== Task input ==

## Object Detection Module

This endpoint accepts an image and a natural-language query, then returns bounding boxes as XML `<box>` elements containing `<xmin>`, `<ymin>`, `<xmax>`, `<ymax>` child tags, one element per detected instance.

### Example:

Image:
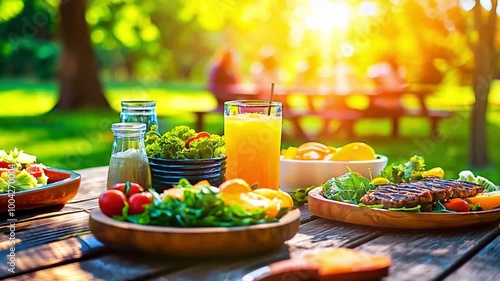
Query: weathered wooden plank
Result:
<box><xmin>0</xmin><ymin>237</ymin><xmax>95</xmax><ymax>278</ymax></box>
<box><xmin>63</xmin><ymin>198</ymin><xmax>99</xmax><ymax>211</ymax></box>
<box><xmin>150</xmin><ymin>247</ymin><xmax>289</xmax><ymax>281</ymax></box>
<box><xmin>147</xmin><ymin>219</ymin><xmax>380</xmax><ymax>281</ymax></box>
<box><xmin>445</xmin><ymin>230</ymin><xmax>500</xmax><ymax>281</ymax></box>
<box><xmin>287</xmin><ymin>215</ymin><xmax>381</xmax><ymax>252</ymax></box>
<box><xmin>9</xmin><ymin>252</ymin><xmax>193</xmax><ymax>281</ymax></box>
<box><xmin>0</xmin><ymin>212</ymin><xmax>89</xmax><ymax>250</ymax></box>
<box><xmin>357</xmin><ymin>222</ymin><xmax>500</xmax><ymax>281</ymax></box>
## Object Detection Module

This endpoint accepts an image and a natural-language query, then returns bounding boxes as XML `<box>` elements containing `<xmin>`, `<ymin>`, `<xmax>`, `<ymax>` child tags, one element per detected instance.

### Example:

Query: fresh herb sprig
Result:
<box><xmin>146</xmin><ymin>125</ymin><xmax>225</xmax><ymax>159</ymax></box>
<box><xmin>323</xmin><ymin>170</ymin><xmax>375</xmax><ymax>204</ymax></box>
<box><xmin>115</xmin><ymin>179</ymin><xmax>278</xmax><ymax>227</ymax></box>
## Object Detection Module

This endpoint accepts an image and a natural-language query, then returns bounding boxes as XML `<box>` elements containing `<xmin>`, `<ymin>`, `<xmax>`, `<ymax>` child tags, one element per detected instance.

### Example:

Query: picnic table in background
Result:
<box><xmin>0</xmin><ymin>167</ymin><xmax>500</xmax><ymax>281</ymax></box>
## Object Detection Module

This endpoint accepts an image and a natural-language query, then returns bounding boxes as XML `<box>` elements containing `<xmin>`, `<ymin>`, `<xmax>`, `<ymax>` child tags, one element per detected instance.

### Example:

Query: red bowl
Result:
<box><xmin>0</xmin><ymin>168</ymin><xmax>81</xmax><ymax>210</ymax></box>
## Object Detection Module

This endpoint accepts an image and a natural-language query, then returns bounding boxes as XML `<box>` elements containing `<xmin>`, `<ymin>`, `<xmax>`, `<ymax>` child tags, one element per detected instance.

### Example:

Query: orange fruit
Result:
<box><xmin>330</xmin><ymin>142</ymin><xmax>377</xmax><ymax>161</ymax></box>
<box><xmin>253</xmin><ymin>188</ymin><xmax>293</xmax><ymax>208</ymax></box>
<box><xmin>219</xmin><ymin>178</ymin><xmax>252</xmax><ymax>193</ymax></box>
<box><xmin>295</xmin><ymin>142</ymin><xmax>330</xmax><ymax>160</ymax></box>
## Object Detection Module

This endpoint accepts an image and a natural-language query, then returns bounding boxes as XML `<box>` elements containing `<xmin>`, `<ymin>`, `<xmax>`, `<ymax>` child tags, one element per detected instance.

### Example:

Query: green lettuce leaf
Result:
<box><xmin>323</xmin><ymin>168</ymin><xmax>375</xmax><ymax>204</ymax></box>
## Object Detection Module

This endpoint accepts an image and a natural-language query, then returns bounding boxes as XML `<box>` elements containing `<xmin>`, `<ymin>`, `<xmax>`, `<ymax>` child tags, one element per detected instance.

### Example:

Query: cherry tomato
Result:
<box><xmin>113</xmin><ymin>182</ymin><xmax>144</xmax><ymax>198</ymax></box>
<box><xmin>128</xmin><ymin>192</ymin><xmax>153</xmax><ymax>215</ymax></box>
<box><xmin>99</xmin><ymin>189</ymin><xmax>127</xmax><ymax>217</ymax></box>
<box><xmin>26</xmin><ymin>165</ymin><xmax>43</xmax><ymax>178</ymax></box>
<box><xmin>444</xmin><ymin>198</ymin><xmax>469</xmax><ymax>212</ymax></box>
<box><xmin>196</xmin><ymin>131</ymin><xmax>210</xmax><ymax>139</ymax></box>
<box><xmin>184</xmin><ymin>136</ymin><xmax>196</xmax><ymax>148</ymax></box>
<box><xmin>184</xmin><ymin>131</ymin><xmax>210</xmax><ymax>148</ymax></box>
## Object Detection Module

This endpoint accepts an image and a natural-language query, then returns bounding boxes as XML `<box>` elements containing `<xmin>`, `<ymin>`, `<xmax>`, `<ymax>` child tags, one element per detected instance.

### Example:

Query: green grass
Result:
<box><xmin>0</xmin><ymin>81</ymin><xmax>500</xmax><ymax>184</ymax></box>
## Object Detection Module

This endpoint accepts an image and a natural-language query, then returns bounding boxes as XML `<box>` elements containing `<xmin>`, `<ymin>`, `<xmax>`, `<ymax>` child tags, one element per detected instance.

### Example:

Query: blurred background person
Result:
<box><xmin>208</xmin><ymin>49</ymin><xmax>239</xmax><ymax>104</ymax></box>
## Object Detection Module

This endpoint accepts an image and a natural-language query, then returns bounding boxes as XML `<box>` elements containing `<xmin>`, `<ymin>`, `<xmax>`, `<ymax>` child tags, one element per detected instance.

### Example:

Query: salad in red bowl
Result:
<box><xmin>0</xmin><ymin>148</ymin><xmax>49</xmax><ymax>194</ymax></box>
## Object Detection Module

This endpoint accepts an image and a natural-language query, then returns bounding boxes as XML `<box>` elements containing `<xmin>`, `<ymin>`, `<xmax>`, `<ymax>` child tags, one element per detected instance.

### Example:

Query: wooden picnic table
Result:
<box><xmin>195</xmin><ymin>84</ymin><xmax>453</xmax><ymax>141</ymax></box>
<box><xmin>0</xmin><ymin>167</ymin><xmax>500</xmax><ymax>281</ymax></box>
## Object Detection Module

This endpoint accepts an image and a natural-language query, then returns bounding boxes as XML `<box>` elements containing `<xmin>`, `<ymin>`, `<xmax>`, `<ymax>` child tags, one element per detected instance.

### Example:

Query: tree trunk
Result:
<box><xmin>56</xmin><ymin>0</ymin><xmax>109</xmax><ymax>110</ymax></box>
<box><xmin>469</xmin><ymin>0</ymin><xmax>498</xmax><ymax>168</ymax></box>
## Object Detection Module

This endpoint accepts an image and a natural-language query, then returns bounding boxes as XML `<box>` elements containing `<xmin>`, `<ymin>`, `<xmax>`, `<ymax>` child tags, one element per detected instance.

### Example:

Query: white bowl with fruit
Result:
<box><xmin>280</xmin><ymin>142</ymin><xmax>388</xmax><ymax>191</ymax></box>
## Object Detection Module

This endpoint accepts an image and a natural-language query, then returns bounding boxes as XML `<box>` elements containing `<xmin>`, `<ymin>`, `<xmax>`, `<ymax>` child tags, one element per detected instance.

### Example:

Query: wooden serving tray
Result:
<box><xmin>308</xmin><ymin>187</ymin><xmax>500</xmax><ymax>229</ymax></box>
<box><xmin>89</xmin><ymin>209</ymin><xmax>300</xmax><ymax>257</ymax></box>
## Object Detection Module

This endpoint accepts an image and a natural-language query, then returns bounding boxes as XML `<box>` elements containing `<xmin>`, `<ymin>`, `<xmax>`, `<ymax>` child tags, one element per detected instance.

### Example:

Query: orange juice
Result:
<box><xmin>224</xmin><ymin>113</ymin><xmax>281</xmax><ymax>189</ymax></box>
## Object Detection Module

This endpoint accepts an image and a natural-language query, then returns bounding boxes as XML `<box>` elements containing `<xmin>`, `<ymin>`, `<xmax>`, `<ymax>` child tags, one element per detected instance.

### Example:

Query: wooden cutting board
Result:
<box><xmin>243</xmin><ymin>248</ymin><xmax>391</xmax><ymax>281</ymax></box>
<box><xmin>308</xmin><ymin>187</ymin><xmax>500</xmax><ymax>229</ymax></box>
<box><xmin>89</xmin><ymin>209</ymin><xmax>300</xmax><ymax>257</ymax></box>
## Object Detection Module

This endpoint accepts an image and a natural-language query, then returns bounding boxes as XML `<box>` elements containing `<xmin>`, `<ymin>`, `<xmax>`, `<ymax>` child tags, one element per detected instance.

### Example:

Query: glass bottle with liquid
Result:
<box><xmin>120</xmin><ymin>101</ymin><xmax>159</xmax><ymax>132</ymax></box>
<box><xmin>106</xmin><ymin>123</ymin><xmax>151</xmax><ymax>189</ymax></box>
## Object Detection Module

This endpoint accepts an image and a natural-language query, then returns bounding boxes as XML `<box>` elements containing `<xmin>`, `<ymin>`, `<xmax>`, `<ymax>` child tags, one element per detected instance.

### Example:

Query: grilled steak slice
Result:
<box><xmin>361</xmin><ymin>184</ymin><xmax>432</xmax><ymax>208</ymax></box>
<box><xmin>361</xmin><ymin>178</ymin><xmax>484</xmax><ymax>211</ymax></box>
<box><xmin>424</xmin><ymin>179</ymin><xmax>484</xmax><ymax>198</ymax></box>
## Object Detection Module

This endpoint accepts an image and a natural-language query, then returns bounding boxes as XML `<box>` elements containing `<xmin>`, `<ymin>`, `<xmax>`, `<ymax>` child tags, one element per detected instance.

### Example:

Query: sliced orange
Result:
<box><xmin>219</xmin><ymin>178</ymin><xmax>252</xmax><ymax>193</ymax></box>
<box><xmin>330</xmin><ymin>142</ymin><xmax>377</xmax><ymax>161</ymax></box>
<box><xmin>163</xmin><ymin>188</ymin><xmax>184</xmax><ymax>201</ymax></box>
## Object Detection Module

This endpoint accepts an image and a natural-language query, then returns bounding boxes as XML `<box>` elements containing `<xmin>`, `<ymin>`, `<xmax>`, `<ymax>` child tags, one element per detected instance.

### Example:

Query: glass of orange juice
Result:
<box><xmin>224</xmin><ymin>100</ymin><xmax>282</xmax><ymax>189</ymax></box>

===

* _Task requirements_: Count the lines in the rows above that contain the word "with". Give only the number.

* _Full response_: 2